Problem requirements :: Copy the listing again from the line containing "of the older" through the end of the listing, and only those lines, requests included. Multiply every pixel coordinate in the answers by 1.3 and round each to the nearest whole number, with halves rounded up.

────────────────

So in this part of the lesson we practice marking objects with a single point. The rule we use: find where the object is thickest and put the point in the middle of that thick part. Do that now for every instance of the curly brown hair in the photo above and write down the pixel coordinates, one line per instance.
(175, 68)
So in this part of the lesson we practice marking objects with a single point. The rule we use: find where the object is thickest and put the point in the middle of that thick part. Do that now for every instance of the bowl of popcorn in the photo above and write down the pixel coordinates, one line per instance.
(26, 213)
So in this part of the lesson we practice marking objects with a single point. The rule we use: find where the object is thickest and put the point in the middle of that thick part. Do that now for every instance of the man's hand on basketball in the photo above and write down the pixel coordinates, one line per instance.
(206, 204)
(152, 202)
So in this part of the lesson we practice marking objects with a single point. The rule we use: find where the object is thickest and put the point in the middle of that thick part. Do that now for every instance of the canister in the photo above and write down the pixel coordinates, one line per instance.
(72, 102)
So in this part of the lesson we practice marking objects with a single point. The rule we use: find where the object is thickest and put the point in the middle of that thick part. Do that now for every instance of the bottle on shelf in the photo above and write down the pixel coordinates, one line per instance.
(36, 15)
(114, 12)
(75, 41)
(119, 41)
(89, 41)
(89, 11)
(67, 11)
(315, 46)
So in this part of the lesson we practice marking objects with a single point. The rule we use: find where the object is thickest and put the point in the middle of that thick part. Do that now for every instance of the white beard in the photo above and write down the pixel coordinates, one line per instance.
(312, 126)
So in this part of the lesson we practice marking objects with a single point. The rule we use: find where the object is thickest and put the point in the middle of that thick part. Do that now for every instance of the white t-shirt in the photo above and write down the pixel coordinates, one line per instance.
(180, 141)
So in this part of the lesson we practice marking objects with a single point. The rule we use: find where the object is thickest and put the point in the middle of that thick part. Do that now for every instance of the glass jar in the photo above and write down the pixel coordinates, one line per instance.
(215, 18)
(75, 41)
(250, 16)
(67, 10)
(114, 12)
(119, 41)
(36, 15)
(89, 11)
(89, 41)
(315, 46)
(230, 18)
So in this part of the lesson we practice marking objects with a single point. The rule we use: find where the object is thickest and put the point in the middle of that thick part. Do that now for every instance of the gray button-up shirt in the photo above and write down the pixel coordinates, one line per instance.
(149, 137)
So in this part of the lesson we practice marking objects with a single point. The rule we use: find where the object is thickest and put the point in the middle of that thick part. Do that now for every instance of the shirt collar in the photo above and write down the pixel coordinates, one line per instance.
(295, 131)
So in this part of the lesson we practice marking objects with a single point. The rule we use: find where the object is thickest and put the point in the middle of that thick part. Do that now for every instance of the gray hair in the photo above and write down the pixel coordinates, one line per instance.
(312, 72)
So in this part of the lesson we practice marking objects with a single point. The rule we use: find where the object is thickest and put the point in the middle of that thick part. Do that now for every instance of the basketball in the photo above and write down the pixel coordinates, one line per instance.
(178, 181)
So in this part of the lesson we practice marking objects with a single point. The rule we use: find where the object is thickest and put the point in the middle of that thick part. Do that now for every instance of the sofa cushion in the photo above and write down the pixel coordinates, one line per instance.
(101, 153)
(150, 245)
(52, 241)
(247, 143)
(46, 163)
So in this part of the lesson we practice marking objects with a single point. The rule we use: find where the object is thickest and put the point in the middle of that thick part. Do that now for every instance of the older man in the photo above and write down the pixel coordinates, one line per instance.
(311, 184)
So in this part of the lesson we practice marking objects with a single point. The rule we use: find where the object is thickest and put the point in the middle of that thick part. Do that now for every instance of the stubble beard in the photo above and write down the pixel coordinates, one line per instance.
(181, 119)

────────────────

Reply to the task ::
So in this part of the lesson we practice marking objects with a single point. The rule we use: find where the object is thickest and put the point in the middle of that thick part. Do that now for every instance of the older man in the photo above and write down the pixel coordinates, one line per instance.
(404, 239)
So in this part of the lesson we practice marking objects with a single point. The rule we use: find where the object is thickest and put the point in the middle of that thick part. Do that now for every instance of the stubble beard in the photo above and write down the pixel coordinates, one line per instance.
(235, 155)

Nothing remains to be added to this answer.